Check your understanding:
a) List the dates that appear in the post headings of the forum thread.
b) Return the part of the forum thread starting with "## astrid (Feb" and going on through "getting it wrong..".
c) According to the forum thread, on what day is Fidget to have the repeat blood test?

Reading text:

*** Begin section ***

Have you thought about alternative therapy such as Acupuncture, reflexology...i am a firm believer at looking at the holistic side of things. I believe that western medicine only try to solve the problem, whereas alternative treatment can look at the emotional aspect of our being..(i may be talking alot of rubbish)..
I also feel that your and to be honest my PMT is not so bad as before...although i still get very tearful...Put it this way my husband hasn't had a flying pan thrown at his head for the last year or so...poor thing!!
Thanks for bringing this topic to light..
lots of love astridxxx


----------



## Hippy (Aug 2, 2005)

Thank you sooo much for all your replies, always good to know you are not alone with these things and yes I totally agree with the comment that it is pretty naff being a woman at times    I am definitely going to request to be a man in my next life hee!!!! 

Astrid - not sure why you thought my real name was Debs but that made me chuckle anyway as I am not called Debs! Some fab suggestions on here for me to now investigate and thank you all for taking the time to reply   Big hugs to you all.

Love
Hippy
xxx


----------



## Fidget (Jan 27, 2005)

Hey Hippy hun,

Well my GP is as fab as ever   I am to have my repeat blood test Monday, apparently this test shows up any infections/inflamation in the body, they want to repeat it as mine was slightly elevated last time, in the meantime she is referring me to an endocrinologist to see if they can figure out what is going on   might get some answers to some long asked questions!!!

Hope you have a good weekend hun, with not to many flushes and sweats  

Debs
xxxxxxxxxxxxxxx


----------



## astrid (Feb 10, 2003)

ooops hippy 

I am sorry its Fidget who is called Debs....i just had this inprinted my brain and then i renamed you debs..Sorry for getting it wrong..

*** End section ***

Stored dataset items

*** Begin section ***

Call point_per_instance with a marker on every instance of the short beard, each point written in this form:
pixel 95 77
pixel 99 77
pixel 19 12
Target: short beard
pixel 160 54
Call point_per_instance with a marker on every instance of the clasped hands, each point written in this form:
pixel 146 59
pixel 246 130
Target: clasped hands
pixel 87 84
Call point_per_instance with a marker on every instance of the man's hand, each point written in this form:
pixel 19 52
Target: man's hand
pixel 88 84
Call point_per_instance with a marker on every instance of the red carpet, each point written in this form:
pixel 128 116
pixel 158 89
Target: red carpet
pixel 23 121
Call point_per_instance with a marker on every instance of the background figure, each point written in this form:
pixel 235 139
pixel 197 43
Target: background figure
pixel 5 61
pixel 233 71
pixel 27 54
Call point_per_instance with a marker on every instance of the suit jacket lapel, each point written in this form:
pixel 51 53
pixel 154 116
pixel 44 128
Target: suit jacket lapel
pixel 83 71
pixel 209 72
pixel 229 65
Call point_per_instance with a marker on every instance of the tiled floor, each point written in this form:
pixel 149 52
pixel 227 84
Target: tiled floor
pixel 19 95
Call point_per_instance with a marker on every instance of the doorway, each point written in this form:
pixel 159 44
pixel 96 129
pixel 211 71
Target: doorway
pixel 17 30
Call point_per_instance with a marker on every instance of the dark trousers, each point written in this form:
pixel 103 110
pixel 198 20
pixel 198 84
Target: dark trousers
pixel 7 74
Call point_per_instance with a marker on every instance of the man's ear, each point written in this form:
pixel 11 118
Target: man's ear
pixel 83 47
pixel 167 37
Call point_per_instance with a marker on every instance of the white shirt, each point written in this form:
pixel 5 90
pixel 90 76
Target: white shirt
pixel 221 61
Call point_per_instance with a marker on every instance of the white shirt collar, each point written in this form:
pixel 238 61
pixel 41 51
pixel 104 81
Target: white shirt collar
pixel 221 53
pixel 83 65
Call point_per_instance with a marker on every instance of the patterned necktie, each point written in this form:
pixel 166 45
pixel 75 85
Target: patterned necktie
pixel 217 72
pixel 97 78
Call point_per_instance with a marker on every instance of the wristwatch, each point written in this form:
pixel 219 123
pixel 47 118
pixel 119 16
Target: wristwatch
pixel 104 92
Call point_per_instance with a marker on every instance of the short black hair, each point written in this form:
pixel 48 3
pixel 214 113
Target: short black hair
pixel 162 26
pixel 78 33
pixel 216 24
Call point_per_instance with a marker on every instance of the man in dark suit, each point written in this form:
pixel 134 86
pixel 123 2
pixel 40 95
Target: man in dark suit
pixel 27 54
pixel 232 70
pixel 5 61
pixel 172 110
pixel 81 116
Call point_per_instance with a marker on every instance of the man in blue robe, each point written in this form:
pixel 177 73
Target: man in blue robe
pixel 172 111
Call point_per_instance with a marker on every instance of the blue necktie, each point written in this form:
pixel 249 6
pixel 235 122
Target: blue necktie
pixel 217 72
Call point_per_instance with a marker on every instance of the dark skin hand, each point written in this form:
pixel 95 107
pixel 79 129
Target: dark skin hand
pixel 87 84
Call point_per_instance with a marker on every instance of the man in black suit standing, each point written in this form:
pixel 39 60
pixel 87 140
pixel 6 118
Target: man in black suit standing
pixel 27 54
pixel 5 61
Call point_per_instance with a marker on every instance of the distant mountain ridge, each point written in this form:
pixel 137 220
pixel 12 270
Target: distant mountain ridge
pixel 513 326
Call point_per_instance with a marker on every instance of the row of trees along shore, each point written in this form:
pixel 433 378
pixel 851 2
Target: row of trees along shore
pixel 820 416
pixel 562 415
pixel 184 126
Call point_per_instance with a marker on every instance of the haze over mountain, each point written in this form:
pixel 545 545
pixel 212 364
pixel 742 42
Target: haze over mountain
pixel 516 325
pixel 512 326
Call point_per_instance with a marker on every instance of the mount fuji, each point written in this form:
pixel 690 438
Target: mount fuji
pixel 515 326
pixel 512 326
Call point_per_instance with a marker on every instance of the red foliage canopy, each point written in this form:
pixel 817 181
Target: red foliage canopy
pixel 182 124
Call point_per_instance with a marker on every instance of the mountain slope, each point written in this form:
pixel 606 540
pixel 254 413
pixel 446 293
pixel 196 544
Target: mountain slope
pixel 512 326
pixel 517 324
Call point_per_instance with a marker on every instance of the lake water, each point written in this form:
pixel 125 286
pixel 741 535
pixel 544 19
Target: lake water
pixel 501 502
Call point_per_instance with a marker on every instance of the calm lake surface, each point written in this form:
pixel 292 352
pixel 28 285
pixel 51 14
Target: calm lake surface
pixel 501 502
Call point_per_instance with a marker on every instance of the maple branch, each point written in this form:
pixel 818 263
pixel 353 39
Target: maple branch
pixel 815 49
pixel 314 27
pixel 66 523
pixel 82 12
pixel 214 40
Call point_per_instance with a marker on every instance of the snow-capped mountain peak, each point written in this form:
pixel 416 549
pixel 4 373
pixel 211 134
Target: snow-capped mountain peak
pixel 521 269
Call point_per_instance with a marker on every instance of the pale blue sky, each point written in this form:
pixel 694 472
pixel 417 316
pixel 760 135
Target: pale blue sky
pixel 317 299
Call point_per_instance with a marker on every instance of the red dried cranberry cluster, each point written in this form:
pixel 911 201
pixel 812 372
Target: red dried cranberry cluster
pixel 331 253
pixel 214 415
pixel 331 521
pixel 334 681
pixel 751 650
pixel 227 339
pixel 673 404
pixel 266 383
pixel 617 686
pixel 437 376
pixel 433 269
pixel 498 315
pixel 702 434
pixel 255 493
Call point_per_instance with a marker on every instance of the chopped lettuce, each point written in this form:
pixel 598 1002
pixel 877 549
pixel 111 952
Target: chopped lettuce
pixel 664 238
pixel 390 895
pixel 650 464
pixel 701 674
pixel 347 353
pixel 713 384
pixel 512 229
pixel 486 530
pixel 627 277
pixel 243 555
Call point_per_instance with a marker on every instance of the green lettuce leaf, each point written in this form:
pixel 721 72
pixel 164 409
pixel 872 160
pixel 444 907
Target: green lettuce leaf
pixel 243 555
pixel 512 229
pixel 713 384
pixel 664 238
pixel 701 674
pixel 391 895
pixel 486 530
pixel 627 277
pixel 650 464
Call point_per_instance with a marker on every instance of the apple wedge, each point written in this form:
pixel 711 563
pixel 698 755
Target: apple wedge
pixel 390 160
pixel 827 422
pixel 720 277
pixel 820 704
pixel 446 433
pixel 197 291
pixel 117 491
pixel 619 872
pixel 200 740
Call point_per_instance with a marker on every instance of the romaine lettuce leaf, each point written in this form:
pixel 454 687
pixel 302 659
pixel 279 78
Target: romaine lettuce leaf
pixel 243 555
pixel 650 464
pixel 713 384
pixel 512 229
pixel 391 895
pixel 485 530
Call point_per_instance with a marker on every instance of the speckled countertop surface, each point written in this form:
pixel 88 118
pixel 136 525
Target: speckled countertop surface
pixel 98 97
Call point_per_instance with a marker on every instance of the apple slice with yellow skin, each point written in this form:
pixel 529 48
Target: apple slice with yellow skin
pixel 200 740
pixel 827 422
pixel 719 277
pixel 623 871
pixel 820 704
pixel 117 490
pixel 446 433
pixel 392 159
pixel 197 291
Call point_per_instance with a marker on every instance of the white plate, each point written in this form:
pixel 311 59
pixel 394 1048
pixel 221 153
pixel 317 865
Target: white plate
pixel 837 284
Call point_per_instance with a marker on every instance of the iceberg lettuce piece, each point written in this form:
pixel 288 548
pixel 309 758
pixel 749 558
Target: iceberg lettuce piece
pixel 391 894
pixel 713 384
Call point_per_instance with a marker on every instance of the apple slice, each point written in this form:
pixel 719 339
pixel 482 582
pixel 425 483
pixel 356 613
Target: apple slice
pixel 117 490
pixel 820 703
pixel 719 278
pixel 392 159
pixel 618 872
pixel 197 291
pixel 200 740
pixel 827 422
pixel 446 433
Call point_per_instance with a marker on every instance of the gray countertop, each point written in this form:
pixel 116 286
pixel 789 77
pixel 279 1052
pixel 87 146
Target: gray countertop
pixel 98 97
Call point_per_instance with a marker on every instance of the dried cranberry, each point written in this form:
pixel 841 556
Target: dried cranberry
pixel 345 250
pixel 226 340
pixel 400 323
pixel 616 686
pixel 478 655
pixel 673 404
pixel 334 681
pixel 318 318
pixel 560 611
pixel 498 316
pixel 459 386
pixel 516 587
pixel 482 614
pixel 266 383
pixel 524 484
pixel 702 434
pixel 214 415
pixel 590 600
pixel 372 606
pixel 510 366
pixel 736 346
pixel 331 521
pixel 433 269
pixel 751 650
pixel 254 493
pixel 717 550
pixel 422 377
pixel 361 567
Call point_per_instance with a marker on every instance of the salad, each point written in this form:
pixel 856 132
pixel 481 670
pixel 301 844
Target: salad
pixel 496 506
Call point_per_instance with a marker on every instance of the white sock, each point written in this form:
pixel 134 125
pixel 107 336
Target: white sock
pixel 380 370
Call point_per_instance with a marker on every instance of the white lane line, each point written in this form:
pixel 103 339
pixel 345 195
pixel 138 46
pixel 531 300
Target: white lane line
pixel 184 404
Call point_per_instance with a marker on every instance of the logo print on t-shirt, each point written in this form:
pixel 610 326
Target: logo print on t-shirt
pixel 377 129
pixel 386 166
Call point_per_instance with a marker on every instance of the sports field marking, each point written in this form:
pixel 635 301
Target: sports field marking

*** End section ***

Answers for this exercise:
a)
Aug 2, 2005
Jan 27, 2005
Feb 10, 2003

b)
## astrid (Feb 10, 2003)

ooops hippy 

I am sorry its Fidget who is called Debs....i just had this inprinted my brain and then i renamed you debs..Sorry for getting it wrong..

c) Monday.